Exercise brief: These records must be written out again exactly.

Records for the exercise:
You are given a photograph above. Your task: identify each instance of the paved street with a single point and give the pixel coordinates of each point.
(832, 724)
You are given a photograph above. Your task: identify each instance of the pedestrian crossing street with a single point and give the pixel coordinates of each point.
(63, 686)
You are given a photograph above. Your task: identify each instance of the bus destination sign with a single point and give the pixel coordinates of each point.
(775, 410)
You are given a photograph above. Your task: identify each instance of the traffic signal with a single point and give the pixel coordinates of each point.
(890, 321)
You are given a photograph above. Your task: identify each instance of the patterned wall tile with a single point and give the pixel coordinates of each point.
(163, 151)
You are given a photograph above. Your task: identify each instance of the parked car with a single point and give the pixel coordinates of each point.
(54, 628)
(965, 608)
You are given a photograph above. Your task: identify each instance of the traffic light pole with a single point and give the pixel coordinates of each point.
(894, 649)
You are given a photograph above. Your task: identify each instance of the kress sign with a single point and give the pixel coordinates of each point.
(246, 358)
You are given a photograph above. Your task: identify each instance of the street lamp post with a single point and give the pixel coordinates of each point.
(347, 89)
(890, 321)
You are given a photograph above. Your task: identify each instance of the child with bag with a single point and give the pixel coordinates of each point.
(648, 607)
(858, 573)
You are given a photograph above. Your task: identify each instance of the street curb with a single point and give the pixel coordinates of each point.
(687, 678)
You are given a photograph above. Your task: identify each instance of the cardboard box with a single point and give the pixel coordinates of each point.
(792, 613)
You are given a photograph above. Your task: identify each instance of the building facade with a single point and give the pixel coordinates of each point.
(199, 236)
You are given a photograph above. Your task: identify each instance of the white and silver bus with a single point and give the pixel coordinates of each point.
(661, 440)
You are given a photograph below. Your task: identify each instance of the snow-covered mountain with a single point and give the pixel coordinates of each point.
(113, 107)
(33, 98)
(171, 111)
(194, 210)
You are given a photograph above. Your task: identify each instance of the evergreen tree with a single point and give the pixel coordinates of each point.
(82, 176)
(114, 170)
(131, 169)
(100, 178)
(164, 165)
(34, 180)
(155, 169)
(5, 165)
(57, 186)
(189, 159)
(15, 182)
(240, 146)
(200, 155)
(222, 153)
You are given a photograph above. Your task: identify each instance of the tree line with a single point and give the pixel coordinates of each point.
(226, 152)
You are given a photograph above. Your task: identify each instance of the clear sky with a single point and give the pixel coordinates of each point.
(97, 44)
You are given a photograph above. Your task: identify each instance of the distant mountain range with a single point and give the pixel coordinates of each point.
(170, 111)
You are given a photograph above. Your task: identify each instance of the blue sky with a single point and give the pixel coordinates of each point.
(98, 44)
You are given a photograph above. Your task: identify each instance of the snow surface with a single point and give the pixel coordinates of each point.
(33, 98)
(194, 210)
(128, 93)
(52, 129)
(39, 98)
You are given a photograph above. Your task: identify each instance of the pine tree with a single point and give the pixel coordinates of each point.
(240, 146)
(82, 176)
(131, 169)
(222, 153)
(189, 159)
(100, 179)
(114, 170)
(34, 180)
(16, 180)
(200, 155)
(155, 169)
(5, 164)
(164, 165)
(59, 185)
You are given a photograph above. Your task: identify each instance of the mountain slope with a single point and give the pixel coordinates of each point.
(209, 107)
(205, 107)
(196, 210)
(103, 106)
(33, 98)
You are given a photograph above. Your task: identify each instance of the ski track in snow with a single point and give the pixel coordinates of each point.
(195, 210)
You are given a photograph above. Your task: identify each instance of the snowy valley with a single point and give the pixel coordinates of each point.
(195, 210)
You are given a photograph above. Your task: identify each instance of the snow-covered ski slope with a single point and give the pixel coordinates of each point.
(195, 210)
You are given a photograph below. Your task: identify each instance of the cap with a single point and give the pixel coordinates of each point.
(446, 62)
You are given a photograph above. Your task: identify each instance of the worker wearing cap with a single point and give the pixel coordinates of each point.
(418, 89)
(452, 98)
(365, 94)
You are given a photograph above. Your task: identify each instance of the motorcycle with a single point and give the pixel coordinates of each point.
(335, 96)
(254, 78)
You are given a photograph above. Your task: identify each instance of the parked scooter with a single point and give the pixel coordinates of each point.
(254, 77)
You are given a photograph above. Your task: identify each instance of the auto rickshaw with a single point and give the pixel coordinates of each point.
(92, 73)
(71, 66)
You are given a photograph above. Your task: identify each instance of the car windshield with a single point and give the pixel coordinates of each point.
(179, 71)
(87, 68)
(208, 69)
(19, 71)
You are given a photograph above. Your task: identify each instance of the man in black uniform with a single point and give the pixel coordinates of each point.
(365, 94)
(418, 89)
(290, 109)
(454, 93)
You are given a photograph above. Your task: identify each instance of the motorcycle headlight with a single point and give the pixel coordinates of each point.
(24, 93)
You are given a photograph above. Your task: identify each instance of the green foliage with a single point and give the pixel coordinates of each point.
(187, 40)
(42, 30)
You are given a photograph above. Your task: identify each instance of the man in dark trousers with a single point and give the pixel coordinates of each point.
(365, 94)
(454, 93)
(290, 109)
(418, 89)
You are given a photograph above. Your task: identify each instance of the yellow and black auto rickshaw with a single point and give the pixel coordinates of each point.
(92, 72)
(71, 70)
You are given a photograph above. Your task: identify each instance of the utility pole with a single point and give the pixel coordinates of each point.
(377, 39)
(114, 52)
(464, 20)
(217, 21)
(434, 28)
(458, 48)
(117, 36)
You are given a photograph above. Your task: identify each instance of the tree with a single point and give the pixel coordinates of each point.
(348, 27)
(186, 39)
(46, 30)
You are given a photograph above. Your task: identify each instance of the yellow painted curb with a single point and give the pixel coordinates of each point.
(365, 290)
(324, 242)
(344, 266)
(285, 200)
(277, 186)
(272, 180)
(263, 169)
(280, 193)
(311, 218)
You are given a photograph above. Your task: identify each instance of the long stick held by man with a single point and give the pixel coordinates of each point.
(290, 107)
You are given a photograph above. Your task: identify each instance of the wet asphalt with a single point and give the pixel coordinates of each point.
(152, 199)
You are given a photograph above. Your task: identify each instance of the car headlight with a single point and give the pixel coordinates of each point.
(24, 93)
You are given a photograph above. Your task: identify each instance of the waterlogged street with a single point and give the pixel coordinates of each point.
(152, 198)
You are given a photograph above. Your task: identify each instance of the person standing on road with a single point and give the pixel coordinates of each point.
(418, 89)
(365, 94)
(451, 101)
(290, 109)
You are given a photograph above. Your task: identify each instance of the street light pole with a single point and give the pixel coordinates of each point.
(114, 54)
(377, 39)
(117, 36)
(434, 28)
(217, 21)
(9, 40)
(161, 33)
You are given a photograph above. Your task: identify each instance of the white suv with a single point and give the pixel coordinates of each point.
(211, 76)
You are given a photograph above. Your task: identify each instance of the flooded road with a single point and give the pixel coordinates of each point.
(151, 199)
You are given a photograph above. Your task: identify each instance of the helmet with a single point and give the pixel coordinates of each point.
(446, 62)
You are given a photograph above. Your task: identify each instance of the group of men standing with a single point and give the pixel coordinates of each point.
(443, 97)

Finished task:
You are given a photograph above. Your task: identify each instance of the paved street with a single point and give the pixel coordinates of each point.
(832, 724)
You are given a photograph above. Your task: identify each instance of the pedestrian crossing street with a single point and give the pixel coordinates of each point.
(63, 686)
You are given a photograph above. Your task: identify each instance of the bus destination sign with a single point and give the pixel coordinates of each point.
(775, 410)
You are given a photograph above. Your task: identify each instance of the traffic signal with a single point and give the pixel coordinates of each point.
(890, 321)
You are given a photograph above. Your task: identify each instance of the patterned wall tile with a single point and give the pixel coordinates of each point.
(163, 151)
You are given a photograph above. Your task: identify each instance of the parked car with a single point and give the pixel coordinates of each point.
(54, 628)
(965, 608)
You are given a photograph above. Your task: identify each instance of the traffic light pole with a single point and give the pixel coordinates of each point.
(894, 649)
You are given a photograph above. Your task: identify each instance of the kress sign with a single point and give the pixel coordinates of each point.
(246, 358)
You are given a photograph above. Your task: identify each instance of the street lamp post with a single point and give the pixel coordinates of each point.
(347, 89)
(890, 321)
You are given a photograph above. Your task: identify each instance of the child with bag with a single point and give the pixel coordinates of each point.
(648, 607)
(858, 573)
You are given a photograph above. Your task: identify each instance of the street curb with a single point and give the pixel coordinates of each point.
(687, 678)
You are given a photograph above. Your task: identify each instance of the cardboard box with a single point and give the pixel coordinates of each point.
(792, 613)
You are given a photograph above. Your task: identify each instance of the building facade with a single point and give the pixel coordinates of each point.
(199, 236)
You are given a photograph above. Your task: identify each instance of the white and silver bus with a single point and give the pixel coordinates of each point.
(661, 440)
You are given a photograph below. Your task: identify each instance of the snow-covered mountain with a single point and give the pixel coordinates of each point.
(113, 107)
(33, 98)
(171, 111)
(194, 210)
You are given a photograph above. Your task: identify each instance of the evergreen tree with a single point and give the pixel coordinates of each point.
(82, 176)
(114, 170)
(131, 169)
(100, 178)
(164, 165)
(34, 180)
(155, 169)
(5, 165)
(57, 186)
(189, 159)
(15, 182)
(240, 146)
(200, 155)
(222, 153)
You are given a photograph above. Your task: identify each instance of the tree line with a single point and give the pixel coordinates of each point.
(226, 152)
You are given a photograph above. Your task: identify each instance of the clear sky with a single point and give the pixel coordinates of each point.
(97, 44)
You are given a photograph above. Your task: identify each instance of the distant mountain range with a single point and give the pixel coordinates of each point.
(170, 111)
You are given a photograph above. Your task: identify each instance of the blue sky with a single point and give the pixel coordinates of each point.
(98, 44)
You are given a photograph above. Your task: identify each instance of the snow surface with a single point and give the pixel coordinates of each point.
(33, 98)
(194, 210)
(128, 93)
(52, 129)
(39, 98)
You are given a photograph above. Your task: identify each instance of the pine tree with a single point and give the pixel coordinates of each point.
(240, 146)
(82, 176)
(131, 169)
(222, 153)
(189, 159)
(100, 179)
(114, 170)
(34, 180)
(16, 180)
(200, 155)
(155, 169)
(5, 164)
(164, 165)
(59, 185)
You are given a photograph above. Your task: identify each instance of the mountain slope with a single point and give the pixel coordinates of each point.
(209, 107)
(205, 107)
(196, 210)
(103, 106)
(33, 98)
You are given a photograph above. Your task: identify each instance of the ski track in snow with a single point and give the pixel coordinates of each point.
(195, 210)
You are given a photograph above. Your task: identify each instance of the snowy valley with a single point and give the pixel coordinates of each point.
(195, 210)
You are given a photograph above. Your task: identify each instance of the snow-covered ski slope with a single point and give the pixel coordinates of each point.
(195, 210)
You are given a photograph below. Your task: identify each instance of the cap with a single point and give the pixel coordinates of each point.
(446, 62)
You are given a photograph above. Your task: identify each instance of the worker wearing cap with a single point and give the pixel coordinates of each point.
(418, 89)
(452, 98)
(365, 94)
You are given a photograph above. Your task: identify each instance of the motorcycle with a single point and give the pixel coordinates of each point.
(335, 96)
(254, 78)
You are given a photograph above. Your task: identify each instance of the parked scooter with a single point and give the pixel coordinates of each point.
(254, 77)
You are given a photograph above. Your task: identify each instance of the auto rickshaw with a single point and give the pixel coordinates of each point.
(92, 73)
(71, 66)
You are given a photograph above. Your task: identify each instance of the car windshield with a single point and give the pixel coordinates of each point.
(179, 71)
(87, 68)
(208, 69)
(19, 71)
You are given a photograph above. Your task: identify each instance of the man in black uniform with a single point and give the pixel coordinates of each point.
(365, 94)
(418, 89)
(290, 109)
(454, 93)
You are given a photograph above. Your task: identify each instance of the motorcycle headlight with a single point and give the pixel coordinates of each point.
(24, 93)
You are given a photograph above. Your task: identify each instance of the green foliage with a single point and give the pixel coordinates of each point.
(187, 40)
(42, 30)
You are given a photograph above. Your task: identify each instance of the man in dark trousers with a single point and give the pixel coordinates of each point.
(365, 94)
(454, 93)
(290, 109)
(418, 89)
You are given a photograph above. Your task: identify each instance of the yellow and black auto rickshaw with a single point and give the pixel coordinates of each point.
(92, 72)
(71, 70)
You are given a photograph above. Your task: identify each instance of the utility pole with a single point and give the pixel coordinates of each point.
(377, 39)
(114, 52)
(464, 20)
(217, 21)
(434, 28)
(458, 48)
(117, 36)
You are given a photograph above. Your task: identify each instance of the tree with a single point and give the pixel coordinates of each point.
(348, 27)
(186, 39)
(46, 30)
You are given a photograph above. Your task: identify each instance of the yellow painted curb with a single point and give the pixel coordinates of each point.
(365, 290)
(324, 242)
(344, 266)
(285, 200)
(277, 186)
(272, 180)
(263, 169)
(280, 193)
(311, 218)
You are given a photograph above. Your task: identify each instance of the long stick held by man with a single point and give the pixel coordinates of each point.
(290, 107)
You are given a photograph above. Your task: identify each instance of the wet asphalt with a single point and give the pixel coordinates of each point.
(152, 199)
You are given a photograph above. Your task: identify each instance of the car headlight with a single point and give the pixel coordinates of each point.
(24, 93)
You are given a photograph above. Your task: identify each instance of the waterlogged street with a single point and give the pixel coordinates of each point.
(152, 198)
You are given a photograph above. Your task: identify each instance of the person standing on road with a single point and give the pixel coordinates of each point.
(418, 89)
(365, 94)
(451, 101)
(290, 109)
You are given a photograph above. Your task: identify each instance of the street light pole with a single point and give the pixel coordinates of each point.
(114, 54)
(377, 39)
(117, 36)
(434, 28)
(217, 21)
(9, 40)
(161, 33)
You are given a photograph above. Your task: identify each instance of the white suv with a single point and give the pixel coordinates of each point.
(211, 76)
You are given a photograph above. Your task: identify each instance of the flooded road with a single point and give the pixel coordinates of each point.
(151, 199)
You are given a photograph above. Your task: identify each instance of the helmet with a single point and give the pixel coordinates of each point.
(446, 62)
You are given a photograph above. Your task: identify each instance of the group of men standing with a single point and give the pixel coordinates of each point.
(443, 97)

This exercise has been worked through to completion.